### TASK INSTRUCTIONS
Word for word, write out all the entries below, omitting every picture.

Referring expression pointing data:
# # # #

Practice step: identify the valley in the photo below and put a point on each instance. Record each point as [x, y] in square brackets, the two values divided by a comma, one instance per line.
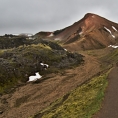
[80, 61]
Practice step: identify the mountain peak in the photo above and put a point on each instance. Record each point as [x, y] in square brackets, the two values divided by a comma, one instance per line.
[91, 32]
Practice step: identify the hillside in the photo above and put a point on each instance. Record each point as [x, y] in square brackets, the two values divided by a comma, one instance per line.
[73, 86]
[91, 32]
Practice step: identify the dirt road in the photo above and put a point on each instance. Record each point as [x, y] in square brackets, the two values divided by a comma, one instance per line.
[31, 98]
[110, 104]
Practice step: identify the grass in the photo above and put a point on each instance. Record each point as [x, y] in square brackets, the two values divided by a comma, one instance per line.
[82, 102]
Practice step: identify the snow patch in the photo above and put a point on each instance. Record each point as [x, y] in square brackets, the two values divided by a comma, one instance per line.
[34, 78]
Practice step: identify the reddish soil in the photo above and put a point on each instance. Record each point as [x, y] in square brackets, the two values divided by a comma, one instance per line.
[110, 104]
[33, 97]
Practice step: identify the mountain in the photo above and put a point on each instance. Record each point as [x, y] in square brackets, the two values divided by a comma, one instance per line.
[91, 32]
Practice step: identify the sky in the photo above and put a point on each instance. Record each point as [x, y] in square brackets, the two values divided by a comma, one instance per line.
[32, 16]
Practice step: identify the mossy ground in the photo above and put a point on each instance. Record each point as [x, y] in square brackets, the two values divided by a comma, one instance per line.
[82, 102]
[18, 63]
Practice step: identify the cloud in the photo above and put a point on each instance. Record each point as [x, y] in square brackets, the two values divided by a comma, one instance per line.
[42, 15]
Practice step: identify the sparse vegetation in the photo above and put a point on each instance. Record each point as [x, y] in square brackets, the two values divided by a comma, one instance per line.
[18, 63]
[82, 102]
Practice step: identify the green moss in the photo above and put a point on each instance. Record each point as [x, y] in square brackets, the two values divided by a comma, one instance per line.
[82, 102]
[21, 62]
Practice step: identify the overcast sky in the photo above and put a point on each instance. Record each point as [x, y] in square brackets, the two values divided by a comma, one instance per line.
[32, 16]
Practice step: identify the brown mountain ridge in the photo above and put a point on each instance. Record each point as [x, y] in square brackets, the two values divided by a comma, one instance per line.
[91, 32]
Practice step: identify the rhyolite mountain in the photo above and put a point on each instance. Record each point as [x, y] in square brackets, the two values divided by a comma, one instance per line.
[91, 32]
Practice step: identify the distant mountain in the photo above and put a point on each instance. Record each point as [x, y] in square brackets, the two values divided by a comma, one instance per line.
[91, 32]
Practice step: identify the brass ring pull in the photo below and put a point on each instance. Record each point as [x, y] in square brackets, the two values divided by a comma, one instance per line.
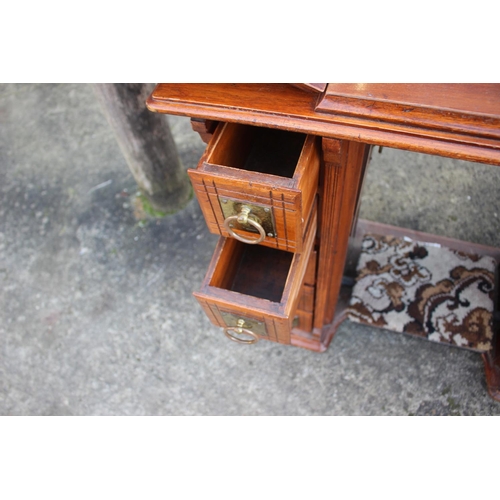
[239, 330]
[244, 217]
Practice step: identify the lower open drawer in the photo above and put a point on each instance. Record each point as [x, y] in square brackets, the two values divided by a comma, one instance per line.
[253, 291]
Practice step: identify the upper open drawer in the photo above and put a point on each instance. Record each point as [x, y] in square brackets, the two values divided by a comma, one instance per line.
[258, 184]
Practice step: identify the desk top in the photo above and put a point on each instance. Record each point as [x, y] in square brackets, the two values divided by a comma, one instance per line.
[456, 120]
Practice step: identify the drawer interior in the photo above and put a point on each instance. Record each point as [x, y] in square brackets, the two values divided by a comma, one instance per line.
[258, 149]
[253, 270]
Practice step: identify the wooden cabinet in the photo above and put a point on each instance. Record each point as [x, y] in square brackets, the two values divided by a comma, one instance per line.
[258, 184]
[276, 150]
[253, 291]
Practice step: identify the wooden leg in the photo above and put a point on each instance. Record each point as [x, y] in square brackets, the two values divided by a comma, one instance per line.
[342, 176]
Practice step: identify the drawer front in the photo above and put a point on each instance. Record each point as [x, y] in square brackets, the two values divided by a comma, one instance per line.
[255, 291]
[236, 200]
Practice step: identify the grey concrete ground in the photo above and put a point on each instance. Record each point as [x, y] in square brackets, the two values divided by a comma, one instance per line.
[96, 311]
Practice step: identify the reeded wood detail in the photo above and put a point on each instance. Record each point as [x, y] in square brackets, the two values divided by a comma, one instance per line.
[224, 290]
[342, 175]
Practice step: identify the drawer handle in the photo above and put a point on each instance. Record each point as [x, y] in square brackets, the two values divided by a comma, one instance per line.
[245, 217]
[239, 330]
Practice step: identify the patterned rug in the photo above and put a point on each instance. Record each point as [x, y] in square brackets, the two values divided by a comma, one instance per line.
[426, 290]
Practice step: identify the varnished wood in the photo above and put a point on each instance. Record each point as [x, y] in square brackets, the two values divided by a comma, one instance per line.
[215, 294]
[311, 87]
[146, 143]
[344, 165]
[464, 136]
[205, 128]
[223, 173]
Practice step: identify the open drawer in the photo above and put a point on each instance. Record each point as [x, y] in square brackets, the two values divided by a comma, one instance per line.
[253, 291]
[258, 184]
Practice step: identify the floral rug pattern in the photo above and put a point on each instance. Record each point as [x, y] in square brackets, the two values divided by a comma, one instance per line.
[426, 290]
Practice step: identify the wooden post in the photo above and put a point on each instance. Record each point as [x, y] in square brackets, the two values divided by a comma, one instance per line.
[147, 144]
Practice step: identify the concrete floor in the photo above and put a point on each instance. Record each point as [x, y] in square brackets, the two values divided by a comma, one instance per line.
[96, 306]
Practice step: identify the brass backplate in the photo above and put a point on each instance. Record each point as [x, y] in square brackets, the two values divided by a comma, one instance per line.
[253, 325]
[232, 207]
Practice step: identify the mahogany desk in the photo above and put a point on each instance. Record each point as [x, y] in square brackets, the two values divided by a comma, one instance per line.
[459, 121]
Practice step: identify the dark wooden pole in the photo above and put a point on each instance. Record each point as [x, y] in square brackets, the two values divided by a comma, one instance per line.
[147, 144]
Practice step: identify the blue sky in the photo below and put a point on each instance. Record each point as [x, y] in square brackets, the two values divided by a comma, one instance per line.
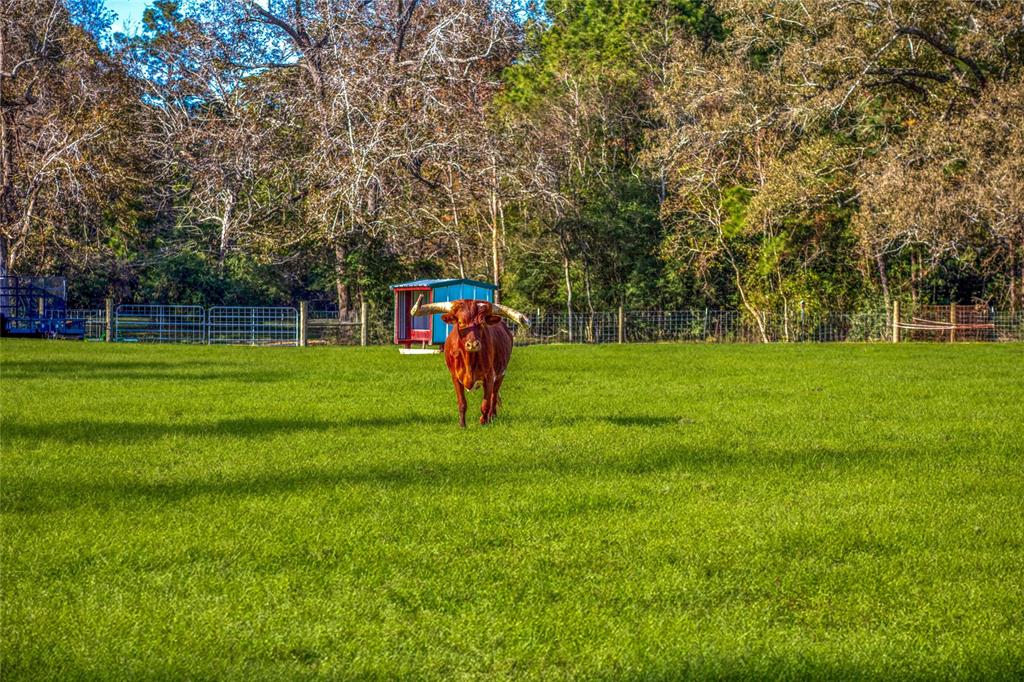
[129, 13]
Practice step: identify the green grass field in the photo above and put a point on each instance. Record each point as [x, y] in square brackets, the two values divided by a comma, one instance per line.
[637, 512]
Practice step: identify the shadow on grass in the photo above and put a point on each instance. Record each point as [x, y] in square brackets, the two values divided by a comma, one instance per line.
[34, 497]
[84, 431]
[140, 371]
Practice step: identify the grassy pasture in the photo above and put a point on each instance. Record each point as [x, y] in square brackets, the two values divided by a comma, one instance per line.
[637, 512]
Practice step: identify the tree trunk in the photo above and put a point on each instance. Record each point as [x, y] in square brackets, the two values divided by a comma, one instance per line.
[884, 279]
[340, 275]
[568, 284]
[226, 223]
[1015, 269]
[496, 215]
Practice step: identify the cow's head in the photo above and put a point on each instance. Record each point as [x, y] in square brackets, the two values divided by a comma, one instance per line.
[469, 317]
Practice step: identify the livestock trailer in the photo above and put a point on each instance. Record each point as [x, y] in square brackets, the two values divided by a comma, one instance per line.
[426, 330]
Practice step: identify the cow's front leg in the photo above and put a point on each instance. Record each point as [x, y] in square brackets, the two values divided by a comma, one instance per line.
[486, 406]
[460, 394]
[495, 399]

# # # #

### EXERCISE SOLUTION
Practice step: identify the valley in the photo below and put a point on each instance. Record each point as [x, y] in square brackets, the two values divided by a comma, one instance per line.
[80, 61]
Practice step: identify the mountain peak in the photo above and put a point on each instance. Record each point as [x, y] in square brackets, the two values divided by a comma, one instance per line.
[91, 32]
Practice step: identify the hillside in the photo above and put a point on each instance. Record each point as [x, y] in square brackets, the two values divided by a comma, one instance per line.
[73, 86]
[91, 32]
Practice step: identify the dirt road in the photo above and put a point on each instance. Record each point as [x, y] in square brackets, the two values divided by a comma, one instance per line.
[31, 98]
[110, 104]
Practice step: identify the grass in the photo above and put a point on each instance. Record each point as [x, y] in square brackets, the two values divided by a comma, one instance per line.
[82, 102]
Practice step: identify the snow patch in the photo above and put a point on each instance. Record each point as [x, y] in square brackets, the two values divided by a comma, one instance per line.
[34, 78]
Practice step: identify the reddish soil in the photo above and put a point on each instance. Record each point as [x, y] in square brackets, the two values divided by a comma, one instance per line.
[110, 104]
[33, 97]
Practice step: identify the mountain in the photo above and put a point on each instance. Record each point as [x, y] in square brackets, the two values divided by a comma, one instance per line.
[91, 32]
Practice step: identify the sky in the photo above and put a point on each instance. Record each point as [x, y] in square brackets, the two values divided by a comma, one instance per line.
[32, 16]
Practice step: identify the mossy ground in the photo above and put a point on each instance. Record each point as [x, y] in square brackets, the two values divided by a comma, one instance per line.
[82, 102]
[18, 63]
Practice step: identify the cloud in the photo above and put a point on each instance. Record each point as [x, y] in square brackets, the two values divided by a comma, one instance per line.
[42, 15]
Practice step: identify the sparse vegetation in the photo above and put a point on each instance. Record each point as [x, y] in square brackets, the two values divided by a comma, one instance per line.
[18, 63]
[82, 102]
Practice step: identify the green moss in the photo above and put a point on each instance. Record each point as [x, y] in square brackets, the two values divided by a comma, one instance per line.
[82, 102]
[21, 62]
Practice step: identify the overcast sky in the photo above and put a point on each instance. Record each point as [x, y] in square brackets, the two values divided by a comma, one instance per line.
[32, 16]
Practice step: identify the brown mountain ridge in the photo above and put a point on each instance. Record each point as [x, y] in square brackets, the two values divided by a comma, one instance per line.
[91, 32]
Practice step: identify the rhyolite mountain in the photo above and put a point on each instance. Record each point as [x, y] in square brackets, the two values divided by a comma, one instance per line.
[91, 32]
Practice step: identify the distant mountain in the photo above and put a point on each instance. Record each point as [x, y] in square brackets, the two values divided by a comma, one instance per line.
[91, 32]
Practice step: identify the brass ring pull in the photo below and put a point on each instance. Record each point as [x, y] in square brackets, the two values divided by a comma, one instance per line.
[239, 330]
[244, 217]
Practice step: identify the lower open drawer in the photo above and put a point on each instance. Record each point as [x, y] in square brackets, the two values divided by a comma, one instance per line.
[253, 291]
Practice step: identify the upper open drawer in the photo above and put a point on each instance. Record each point as [x, y] in square brackets, the two values divided by a comma, one instance per line.
[258, 184]
Practice step: identify the desk top in the photo above and put a point on each instance. Record each point as [x, y] in square brackets, the two values divided by a comma, one instance per line.
[456, 120]
Practice step: identify the drawer interior in the photo above and put a point on each instance. Record each point as [x, y] in square brackets, the two values divided by a comma, one instance per line.
[258, 149]
[253, 270]
Practice step: identify the wooden cabinet in the photo above and put a point on each instance. Record each point as [x, y] in square brackets, the two values divided by a comma, one instance per line.
[258, 184]
[276, 150]
[253, 291]
Practice step: identify the wooden leg in the photo above and put a point on each instance. Record each point as [x, y] in square brackets, the two values divided by a comma, one instance per line.
[342, 176]
Practice step: identify the drawer front in the photo above and put a point on each instance. Record each point as [x, y] in square brackets, the two values divided by a comma, one instance per line.
[255, 291]
[236, 200]
Practice step: identify the grey concrete ground in the photo above and put a point on each instance. Record each point as [x, y] in square brackets, the two values divided by a comma, one instance per line.
[96, 311]
Practice step: identify the reeded wood detail in the photo above and put a point on each instance. Record each point as [x, y] in square brackets, the two values divided by a comma, one instance per line.
[224, 290]
[342, 175]
Practice step: identify the drawer handle in the photo above and put a point on each instance. Record each point as [x, y] in square brackets, the two values divided by a comma, one instance per line.
[245, 217]
[239, 330]
Practice step: identify the patterned rug in the photo above and put a point on each instance. Record each point as [x, y] in square brackets, the two values divided by a comma, one instance per line.
[426, 290]
Practice step: identify the varnished wood in the photo above and put a point on each instance. Record each point as [x, y] in square brackets, the two values divided by a comma, one instance per line.
[215, 294]
[311, 87]
[146, 143]
[344, 165]
[464, 136]
[205, 128]
[223, 173]
Practice step: identify the open drawer in the photo above and put a point on each instance. Record each point as [x, y] in square brackets, the two values divided by a comma, one instance per line.
[253, 291]
[258, 184]
Practice step: identify the floral rug pattern in the photo above and put a point on each instance. Record each point as [x, y] in square brackets, the two values divided by a comma, one instance per line.
[426, 290]
Practice step: identify the wooden post in the photo above and put a point on each instance. Record each point as [x, y] in square brackets, the two values divided by a comma, one instance per line.
[147, 144]
Practice step: identify the concrete floor in the photo above and put a point on each instance. Record each point as [x, y] in square brackets, the two values divided by a comma, one instance per line.
[96, 306]
Practice step: identify the brass backplate in the photo above and put a point on each instance. Record each point as [x, y] in square brackets, the two values divided by a comma, one instance per line.
[253, 325]
[232, 207]
Practice step: identify the mahogany desk in the photo above and put a point on each instance. Record each point as [x, y] in square brackets, the two values divided by a comma, one instance per line.
[459, 121]
Practice step: identify the dark wooden pole in the photo above and put a point on each instance. Record each point as [x, y] in square brackets, the two values divided by a comma, one instance per line.
[147, 144]
Practice step: identify the blue sky in the photo below and put a point on each instance. Record each point as [x, y] in square brackets, the two values divided by a comma, one instance per line.
[129, 13]
Practice step: identify the green grass field in the photo above and put a point on each instance. Record each point as [x, y] in square brackets, the two values divided by a comma, one instance per line.
[637, 512]
Practice step: identify the shadow on grass in the photo above and put a point on each instance. Record each point as [x, y] in square brackets, the two values divided by a comma, one instance per line.
[34, 497]
[84, 431]
[140, 371]
Practice step: identify the grassy pasture in the photo above and put a point on each instance. Record each point as [x, y] in square brackets, the two values divided by a comma, one instance per line.
[637, 512]
Practice step: identify the tree trunk in the photo above and put a point on each instance. Record each point as [x, y] in square brackets, the two values divided by a comma, one instance per line.
[884, 279]
[340, 275]
[568, 284]
[226, 223]
[1015, 269]
[496, 215]
Practice step: identify the cow's head in the photo above and put a point on each instance. Record each point as [x, y] in square brackets, the two values divided by a comma, one instance per line.
[469, 317]
Practice step: identify the livestock trailer in the photo above and put a point on each instance. Record each point as [x, y] in square brackets, the two values divided by a comma, one instance per line.
[426, 330]
Practice step: identify the cow's front leg in the photo above and put a point on each instance. Record each point as [x, y] in square brackets, the two values divided by a comma, one instance per line.
[486, 406]
[460, 394]
[495, 399]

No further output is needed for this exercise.